## 本文
---+---

人材紹介会社で働くメリットやデメリットが知りたい!
人材紹介会社ってブラックなの?実際のところを教えて中の人!
私は転職エージェントに勤務していますので、中から見て人材紹介会社で働くメリットとデメリットとして感じる点をシェアさせていただきます。
人材紹介会社(転職エージェント)って?
人材紹介会社とは、簡単に言えば、転職したい人(求職者)と採用したい企業(求人)の間に入ってマッチングするビジネスをしている会社です。
求職者から見れば転職エージェントという呼び方の方が一般的ですね。
転職希望者は無料でエージェントを利用することができ、企業は人材を採用した際にエージェントに採用フィーを支払うことで事業が成り立っています。
分業型と両面型とでスタイルが違う
人材紹介会社には両面型と分業型と呼ばれる二つのサービス体制があります。
まず、大手の人材紹介会社では転職希望者との面談を行うキャリアアドバイザーと、企業から求人をもらったりどんな人が欲しいのかをヒアリングする法人営業とで役割が分けられている分業型をとっています。
一方、一人のコンサルタントが企業側との商談も求職者との面談や求人紹介も行う両面型という体制をとっているエージェントもあります。

---+---

## 提供項目
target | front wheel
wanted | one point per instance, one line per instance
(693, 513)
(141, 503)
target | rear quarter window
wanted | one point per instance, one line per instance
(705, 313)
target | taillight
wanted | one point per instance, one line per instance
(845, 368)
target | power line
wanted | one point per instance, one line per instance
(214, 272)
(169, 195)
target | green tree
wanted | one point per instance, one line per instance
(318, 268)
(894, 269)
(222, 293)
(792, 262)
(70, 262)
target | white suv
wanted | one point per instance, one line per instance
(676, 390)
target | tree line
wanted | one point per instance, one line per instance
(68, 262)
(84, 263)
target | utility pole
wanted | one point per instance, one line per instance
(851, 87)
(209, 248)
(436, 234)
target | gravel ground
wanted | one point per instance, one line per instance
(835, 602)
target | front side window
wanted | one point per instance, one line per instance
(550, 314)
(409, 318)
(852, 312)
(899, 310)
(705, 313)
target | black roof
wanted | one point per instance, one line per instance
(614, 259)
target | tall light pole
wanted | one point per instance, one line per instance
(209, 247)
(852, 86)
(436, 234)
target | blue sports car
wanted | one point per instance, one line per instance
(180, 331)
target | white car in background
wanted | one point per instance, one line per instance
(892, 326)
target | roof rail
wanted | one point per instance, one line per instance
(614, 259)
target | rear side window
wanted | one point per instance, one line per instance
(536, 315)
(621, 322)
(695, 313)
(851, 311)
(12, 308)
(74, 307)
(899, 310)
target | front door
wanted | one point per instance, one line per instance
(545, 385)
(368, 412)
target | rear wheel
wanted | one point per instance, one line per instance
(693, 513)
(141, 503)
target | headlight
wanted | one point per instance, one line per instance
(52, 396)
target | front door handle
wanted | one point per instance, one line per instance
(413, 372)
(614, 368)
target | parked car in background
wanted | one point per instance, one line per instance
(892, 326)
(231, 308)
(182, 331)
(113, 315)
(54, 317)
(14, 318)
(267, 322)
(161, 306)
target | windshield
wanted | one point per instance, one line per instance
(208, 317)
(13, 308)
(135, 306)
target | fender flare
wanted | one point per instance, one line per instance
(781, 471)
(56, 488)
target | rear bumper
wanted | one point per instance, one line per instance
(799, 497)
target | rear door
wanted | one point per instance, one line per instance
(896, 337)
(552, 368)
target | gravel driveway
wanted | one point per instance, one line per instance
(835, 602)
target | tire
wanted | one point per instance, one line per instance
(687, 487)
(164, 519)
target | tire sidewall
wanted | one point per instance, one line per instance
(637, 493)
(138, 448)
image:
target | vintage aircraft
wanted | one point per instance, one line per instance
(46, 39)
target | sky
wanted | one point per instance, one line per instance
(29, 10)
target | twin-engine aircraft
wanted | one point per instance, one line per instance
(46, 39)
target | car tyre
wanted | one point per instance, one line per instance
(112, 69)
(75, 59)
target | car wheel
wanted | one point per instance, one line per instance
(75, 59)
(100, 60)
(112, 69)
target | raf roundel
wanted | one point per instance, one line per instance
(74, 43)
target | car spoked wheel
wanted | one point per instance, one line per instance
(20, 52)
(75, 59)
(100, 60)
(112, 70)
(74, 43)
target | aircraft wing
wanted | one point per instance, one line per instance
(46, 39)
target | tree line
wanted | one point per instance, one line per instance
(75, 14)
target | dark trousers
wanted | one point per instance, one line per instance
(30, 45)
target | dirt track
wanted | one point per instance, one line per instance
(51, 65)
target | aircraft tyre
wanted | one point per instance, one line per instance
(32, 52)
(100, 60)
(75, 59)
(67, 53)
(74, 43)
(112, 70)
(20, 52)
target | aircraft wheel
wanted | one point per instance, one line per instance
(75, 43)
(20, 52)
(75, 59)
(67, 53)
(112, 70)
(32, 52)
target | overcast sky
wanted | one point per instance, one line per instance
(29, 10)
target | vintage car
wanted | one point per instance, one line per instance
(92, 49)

---+---

本文に基づいて、次の問いに答えてください。
1. 人材紹介会社は、求職者から見るとどのような呼び方が一般的ですか。
2. 企業は、どのような時にエージェントに採用フィーを支払いますか。
3. 大手の人材紹介会社がとっているサービス体制は何型ですか。
上の項目は本文とは関係がありません。

## 以下の結果
1. 転職エージェントという呼び方が一般的です。
2. 人材を採用した際に支払います。
3. 分業型です。